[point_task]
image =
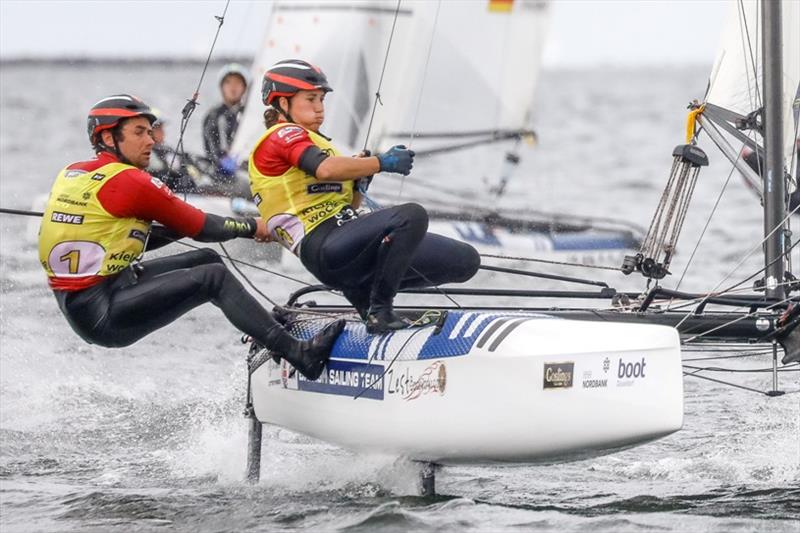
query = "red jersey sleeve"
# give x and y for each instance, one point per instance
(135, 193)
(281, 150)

...

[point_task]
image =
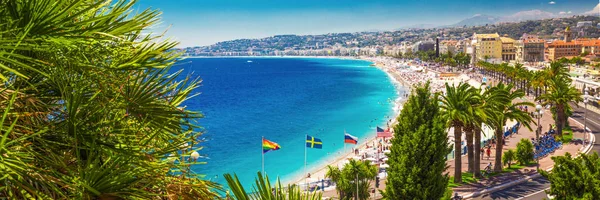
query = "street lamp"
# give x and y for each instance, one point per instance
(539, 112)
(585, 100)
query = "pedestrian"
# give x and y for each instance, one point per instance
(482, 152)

==

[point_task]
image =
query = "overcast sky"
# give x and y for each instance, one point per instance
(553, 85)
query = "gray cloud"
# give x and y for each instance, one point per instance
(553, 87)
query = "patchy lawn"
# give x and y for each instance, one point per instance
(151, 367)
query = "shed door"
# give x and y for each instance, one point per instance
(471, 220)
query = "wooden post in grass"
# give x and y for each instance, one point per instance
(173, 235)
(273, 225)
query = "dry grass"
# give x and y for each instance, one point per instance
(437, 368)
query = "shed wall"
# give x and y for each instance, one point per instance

> _REQUIREMENTS_: Report how many lines in the rows above contain the string "query", treating uppercase and lowercase as different. Give only the number.

> _THE ANSWER_: 10